* [Aim]: Convert the data lines starting at the one containing "draw the outline of the **foreground rock**" and ending at the one containing "429 368 L 655", both included, into a JSON list of strings with one string per line. Leave out blank lines.

------ Record extracts ------

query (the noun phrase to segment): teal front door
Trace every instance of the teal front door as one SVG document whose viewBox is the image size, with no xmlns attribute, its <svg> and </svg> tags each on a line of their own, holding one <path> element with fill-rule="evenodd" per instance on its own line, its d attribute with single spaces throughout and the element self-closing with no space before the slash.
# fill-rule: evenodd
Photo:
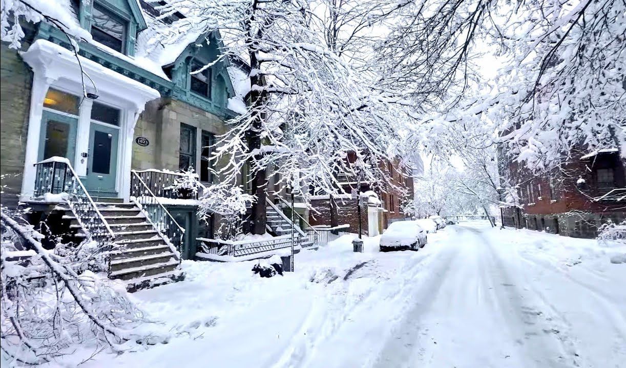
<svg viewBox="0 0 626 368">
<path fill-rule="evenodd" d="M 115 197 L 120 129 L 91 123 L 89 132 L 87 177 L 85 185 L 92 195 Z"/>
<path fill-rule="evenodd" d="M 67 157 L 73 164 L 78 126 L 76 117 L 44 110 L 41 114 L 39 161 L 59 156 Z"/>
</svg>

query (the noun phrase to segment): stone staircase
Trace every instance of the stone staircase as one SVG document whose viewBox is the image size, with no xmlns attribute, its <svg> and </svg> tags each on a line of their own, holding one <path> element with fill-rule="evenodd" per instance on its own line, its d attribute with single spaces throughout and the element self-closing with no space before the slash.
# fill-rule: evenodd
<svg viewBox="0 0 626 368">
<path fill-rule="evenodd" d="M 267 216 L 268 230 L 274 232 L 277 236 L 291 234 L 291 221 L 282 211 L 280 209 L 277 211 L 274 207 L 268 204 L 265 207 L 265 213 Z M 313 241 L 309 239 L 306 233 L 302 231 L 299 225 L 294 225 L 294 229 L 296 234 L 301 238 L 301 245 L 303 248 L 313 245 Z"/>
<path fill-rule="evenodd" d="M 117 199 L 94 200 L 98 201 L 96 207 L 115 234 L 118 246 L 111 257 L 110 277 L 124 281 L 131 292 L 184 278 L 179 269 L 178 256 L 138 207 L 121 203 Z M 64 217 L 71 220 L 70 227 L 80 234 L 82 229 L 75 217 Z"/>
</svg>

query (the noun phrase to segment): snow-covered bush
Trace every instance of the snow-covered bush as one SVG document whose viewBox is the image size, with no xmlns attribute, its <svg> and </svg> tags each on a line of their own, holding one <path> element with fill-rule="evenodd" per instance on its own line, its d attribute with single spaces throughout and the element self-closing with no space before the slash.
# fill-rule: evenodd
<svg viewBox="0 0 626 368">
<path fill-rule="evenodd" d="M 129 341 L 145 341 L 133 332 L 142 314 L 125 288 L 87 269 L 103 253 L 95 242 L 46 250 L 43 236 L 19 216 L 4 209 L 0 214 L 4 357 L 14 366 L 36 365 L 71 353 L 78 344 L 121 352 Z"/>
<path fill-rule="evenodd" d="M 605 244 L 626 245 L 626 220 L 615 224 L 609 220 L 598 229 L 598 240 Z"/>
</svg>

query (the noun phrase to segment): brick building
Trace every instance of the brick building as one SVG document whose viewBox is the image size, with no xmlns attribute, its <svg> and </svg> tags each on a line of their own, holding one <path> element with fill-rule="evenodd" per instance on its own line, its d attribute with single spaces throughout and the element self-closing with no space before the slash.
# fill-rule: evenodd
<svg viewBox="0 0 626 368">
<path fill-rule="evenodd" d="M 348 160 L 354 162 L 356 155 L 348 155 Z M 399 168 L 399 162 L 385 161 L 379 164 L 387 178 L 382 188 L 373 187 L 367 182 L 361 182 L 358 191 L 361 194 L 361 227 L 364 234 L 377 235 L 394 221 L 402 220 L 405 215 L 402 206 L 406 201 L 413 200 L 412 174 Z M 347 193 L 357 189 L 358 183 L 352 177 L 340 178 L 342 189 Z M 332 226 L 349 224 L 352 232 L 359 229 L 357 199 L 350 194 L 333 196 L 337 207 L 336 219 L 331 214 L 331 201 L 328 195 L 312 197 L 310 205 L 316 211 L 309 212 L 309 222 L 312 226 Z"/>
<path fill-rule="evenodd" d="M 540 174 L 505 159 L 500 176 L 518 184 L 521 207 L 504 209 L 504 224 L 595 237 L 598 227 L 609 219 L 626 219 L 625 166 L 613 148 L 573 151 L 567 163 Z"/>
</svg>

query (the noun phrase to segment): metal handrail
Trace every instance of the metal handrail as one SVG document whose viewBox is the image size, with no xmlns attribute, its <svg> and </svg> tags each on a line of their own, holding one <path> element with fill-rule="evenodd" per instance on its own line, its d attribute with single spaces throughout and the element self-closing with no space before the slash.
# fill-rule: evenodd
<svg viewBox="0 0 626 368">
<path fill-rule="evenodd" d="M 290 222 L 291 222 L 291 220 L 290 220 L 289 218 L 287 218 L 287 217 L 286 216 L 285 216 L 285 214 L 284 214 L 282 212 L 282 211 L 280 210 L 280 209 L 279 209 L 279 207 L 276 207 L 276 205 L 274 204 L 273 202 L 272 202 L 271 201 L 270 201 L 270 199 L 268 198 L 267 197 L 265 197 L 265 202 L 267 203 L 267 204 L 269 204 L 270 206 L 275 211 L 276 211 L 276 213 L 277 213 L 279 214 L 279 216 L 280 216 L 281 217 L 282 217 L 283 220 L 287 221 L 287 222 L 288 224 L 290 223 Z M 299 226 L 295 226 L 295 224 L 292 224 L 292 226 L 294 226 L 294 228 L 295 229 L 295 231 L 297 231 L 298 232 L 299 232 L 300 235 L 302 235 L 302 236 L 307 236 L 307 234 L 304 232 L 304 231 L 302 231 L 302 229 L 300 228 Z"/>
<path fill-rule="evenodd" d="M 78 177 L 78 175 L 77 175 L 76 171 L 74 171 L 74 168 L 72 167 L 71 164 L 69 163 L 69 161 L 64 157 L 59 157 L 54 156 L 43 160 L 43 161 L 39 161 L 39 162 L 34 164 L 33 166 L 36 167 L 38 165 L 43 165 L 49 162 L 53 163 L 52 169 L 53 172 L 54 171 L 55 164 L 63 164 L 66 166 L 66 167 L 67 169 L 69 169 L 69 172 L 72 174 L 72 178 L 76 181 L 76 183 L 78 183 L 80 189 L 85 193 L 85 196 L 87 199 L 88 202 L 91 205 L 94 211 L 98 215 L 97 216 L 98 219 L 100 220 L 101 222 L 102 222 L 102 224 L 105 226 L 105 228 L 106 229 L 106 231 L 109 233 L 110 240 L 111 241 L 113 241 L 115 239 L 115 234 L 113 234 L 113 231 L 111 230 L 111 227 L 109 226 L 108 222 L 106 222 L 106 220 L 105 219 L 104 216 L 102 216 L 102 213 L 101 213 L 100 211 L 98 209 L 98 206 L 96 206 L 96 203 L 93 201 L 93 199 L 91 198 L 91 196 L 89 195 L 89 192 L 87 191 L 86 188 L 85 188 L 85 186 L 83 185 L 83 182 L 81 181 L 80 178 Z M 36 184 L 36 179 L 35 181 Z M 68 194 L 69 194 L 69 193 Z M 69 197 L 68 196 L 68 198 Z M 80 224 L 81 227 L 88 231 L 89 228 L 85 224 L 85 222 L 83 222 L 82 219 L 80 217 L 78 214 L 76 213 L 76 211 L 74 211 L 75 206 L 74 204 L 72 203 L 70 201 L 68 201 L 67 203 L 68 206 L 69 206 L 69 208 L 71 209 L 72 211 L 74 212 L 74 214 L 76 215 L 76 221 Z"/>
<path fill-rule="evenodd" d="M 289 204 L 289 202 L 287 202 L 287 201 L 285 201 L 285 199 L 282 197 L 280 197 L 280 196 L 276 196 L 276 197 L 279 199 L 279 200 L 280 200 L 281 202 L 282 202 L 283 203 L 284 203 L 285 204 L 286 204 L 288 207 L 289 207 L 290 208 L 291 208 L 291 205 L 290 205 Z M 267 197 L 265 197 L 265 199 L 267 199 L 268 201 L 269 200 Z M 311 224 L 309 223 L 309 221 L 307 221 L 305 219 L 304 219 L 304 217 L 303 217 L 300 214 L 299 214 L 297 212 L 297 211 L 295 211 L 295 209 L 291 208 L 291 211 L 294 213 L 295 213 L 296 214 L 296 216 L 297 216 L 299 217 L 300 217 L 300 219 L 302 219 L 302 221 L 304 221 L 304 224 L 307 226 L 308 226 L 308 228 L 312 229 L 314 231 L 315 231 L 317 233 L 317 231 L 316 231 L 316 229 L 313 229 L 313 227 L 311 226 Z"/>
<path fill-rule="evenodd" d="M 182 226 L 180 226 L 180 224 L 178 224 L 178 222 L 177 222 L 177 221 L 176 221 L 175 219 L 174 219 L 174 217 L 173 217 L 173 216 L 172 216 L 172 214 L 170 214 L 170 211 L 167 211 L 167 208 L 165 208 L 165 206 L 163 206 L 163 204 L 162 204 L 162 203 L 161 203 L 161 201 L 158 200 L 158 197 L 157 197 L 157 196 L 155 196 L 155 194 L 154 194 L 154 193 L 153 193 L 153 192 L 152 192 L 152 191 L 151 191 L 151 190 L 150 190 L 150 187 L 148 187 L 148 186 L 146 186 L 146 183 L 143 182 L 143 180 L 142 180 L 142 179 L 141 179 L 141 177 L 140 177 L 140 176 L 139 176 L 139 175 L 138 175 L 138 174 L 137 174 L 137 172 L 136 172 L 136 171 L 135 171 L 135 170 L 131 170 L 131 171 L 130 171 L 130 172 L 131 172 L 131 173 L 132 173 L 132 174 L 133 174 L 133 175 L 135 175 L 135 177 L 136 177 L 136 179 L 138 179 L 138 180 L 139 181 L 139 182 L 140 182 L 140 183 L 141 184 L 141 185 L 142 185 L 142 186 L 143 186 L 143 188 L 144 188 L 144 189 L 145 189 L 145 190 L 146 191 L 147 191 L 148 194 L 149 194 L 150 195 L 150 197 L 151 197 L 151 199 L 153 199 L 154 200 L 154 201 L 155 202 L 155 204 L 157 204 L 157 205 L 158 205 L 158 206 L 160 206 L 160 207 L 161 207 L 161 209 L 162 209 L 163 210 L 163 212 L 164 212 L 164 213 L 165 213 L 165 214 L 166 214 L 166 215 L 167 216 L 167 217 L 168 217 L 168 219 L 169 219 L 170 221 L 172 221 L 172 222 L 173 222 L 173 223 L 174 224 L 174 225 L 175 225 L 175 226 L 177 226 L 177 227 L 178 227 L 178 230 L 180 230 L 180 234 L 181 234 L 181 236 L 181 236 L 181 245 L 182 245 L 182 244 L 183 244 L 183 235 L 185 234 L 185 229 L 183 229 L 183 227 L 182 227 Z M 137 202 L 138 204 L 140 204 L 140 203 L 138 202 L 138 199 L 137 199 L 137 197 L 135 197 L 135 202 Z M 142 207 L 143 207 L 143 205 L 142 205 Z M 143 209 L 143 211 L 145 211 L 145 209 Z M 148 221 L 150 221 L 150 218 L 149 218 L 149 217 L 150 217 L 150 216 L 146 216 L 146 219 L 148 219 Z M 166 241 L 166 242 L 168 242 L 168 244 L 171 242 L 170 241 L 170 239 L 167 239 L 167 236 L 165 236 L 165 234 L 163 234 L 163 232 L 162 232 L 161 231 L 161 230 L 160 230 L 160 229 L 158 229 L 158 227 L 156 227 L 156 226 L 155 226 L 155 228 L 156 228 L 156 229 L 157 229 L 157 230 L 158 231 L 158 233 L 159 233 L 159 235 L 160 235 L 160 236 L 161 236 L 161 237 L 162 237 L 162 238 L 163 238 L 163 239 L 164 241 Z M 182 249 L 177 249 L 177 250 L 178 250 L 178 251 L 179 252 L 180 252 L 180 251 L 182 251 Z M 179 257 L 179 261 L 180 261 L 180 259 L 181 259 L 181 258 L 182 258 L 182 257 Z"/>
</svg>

------
------ Record extracts ------

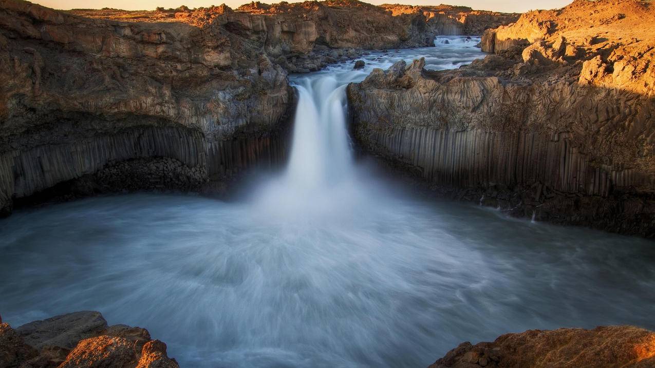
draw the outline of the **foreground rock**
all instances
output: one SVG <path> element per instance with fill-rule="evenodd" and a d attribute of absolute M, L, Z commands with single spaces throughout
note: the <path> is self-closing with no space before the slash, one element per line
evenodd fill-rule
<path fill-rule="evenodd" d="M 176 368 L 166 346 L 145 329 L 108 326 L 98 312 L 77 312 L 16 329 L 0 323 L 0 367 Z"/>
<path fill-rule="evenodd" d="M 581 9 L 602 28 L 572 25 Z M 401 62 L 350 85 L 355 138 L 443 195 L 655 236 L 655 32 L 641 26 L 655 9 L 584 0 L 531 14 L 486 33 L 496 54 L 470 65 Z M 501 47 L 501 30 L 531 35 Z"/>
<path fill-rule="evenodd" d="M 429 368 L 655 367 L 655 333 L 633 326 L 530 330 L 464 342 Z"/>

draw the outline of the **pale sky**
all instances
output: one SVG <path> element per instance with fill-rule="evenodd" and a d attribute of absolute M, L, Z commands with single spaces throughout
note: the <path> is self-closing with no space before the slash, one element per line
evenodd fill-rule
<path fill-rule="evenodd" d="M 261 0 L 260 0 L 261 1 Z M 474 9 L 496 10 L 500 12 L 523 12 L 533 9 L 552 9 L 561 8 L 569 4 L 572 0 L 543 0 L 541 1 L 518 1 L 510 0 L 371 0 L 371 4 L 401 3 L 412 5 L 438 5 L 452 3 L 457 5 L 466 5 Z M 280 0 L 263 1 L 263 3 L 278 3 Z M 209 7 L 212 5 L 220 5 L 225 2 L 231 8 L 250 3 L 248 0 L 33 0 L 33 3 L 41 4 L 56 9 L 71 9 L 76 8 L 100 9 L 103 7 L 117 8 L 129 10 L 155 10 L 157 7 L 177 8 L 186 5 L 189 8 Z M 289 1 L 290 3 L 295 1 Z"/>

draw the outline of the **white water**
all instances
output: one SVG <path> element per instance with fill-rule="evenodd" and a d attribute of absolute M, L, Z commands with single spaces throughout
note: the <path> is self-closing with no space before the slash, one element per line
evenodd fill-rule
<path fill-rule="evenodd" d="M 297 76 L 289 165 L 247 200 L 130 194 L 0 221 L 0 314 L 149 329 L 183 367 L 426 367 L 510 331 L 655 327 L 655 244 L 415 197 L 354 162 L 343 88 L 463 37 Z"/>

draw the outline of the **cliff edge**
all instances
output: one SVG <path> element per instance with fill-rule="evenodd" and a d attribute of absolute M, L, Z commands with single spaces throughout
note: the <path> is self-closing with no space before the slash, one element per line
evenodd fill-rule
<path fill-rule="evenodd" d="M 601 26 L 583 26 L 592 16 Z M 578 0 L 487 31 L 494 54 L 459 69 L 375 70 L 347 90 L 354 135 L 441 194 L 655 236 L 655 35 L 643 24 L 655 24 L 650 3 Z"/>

------

* [Exercise result]:
[
  "draw the outline of the **foreground rock**",
  "all instances",
  "output: one SVG <path> element per instance with fill-rule=\"evenodd\" and a d attribute of absolute M, L, Z commands with single spaces throughout",
  "note: the <path> is self-closing with no space before the slash, one element per line",
  "evenodd fill-rule",
  "<path fill-rule=\"evenodd\" d=\"M 176 368 L 166 346 L 145 329 L 108 326 L 98 312 L 77 312 L 16 329 L 0 323 L 0 367 Z\"/>",
  "<path fill-rule=\"evenodd\" d=\"M 581 9 L 602 28 L 572 25 Z M 401 62 L 350 85 L 355 138 L 443 195 L 655 236 L 655 32 L 641 26 L 655 9 L 584 0 L 531 14 L 486 33 L 496 54 L 470 65 Z M 501 47 L 501 30 L 531 35 Z\"/>",
  "<path fill-rule=\"evenodd\" d=\"M 429 368 L 655 367 L 655 333 L 633 326 L 530 330 L 464 342 Z\"/>"
]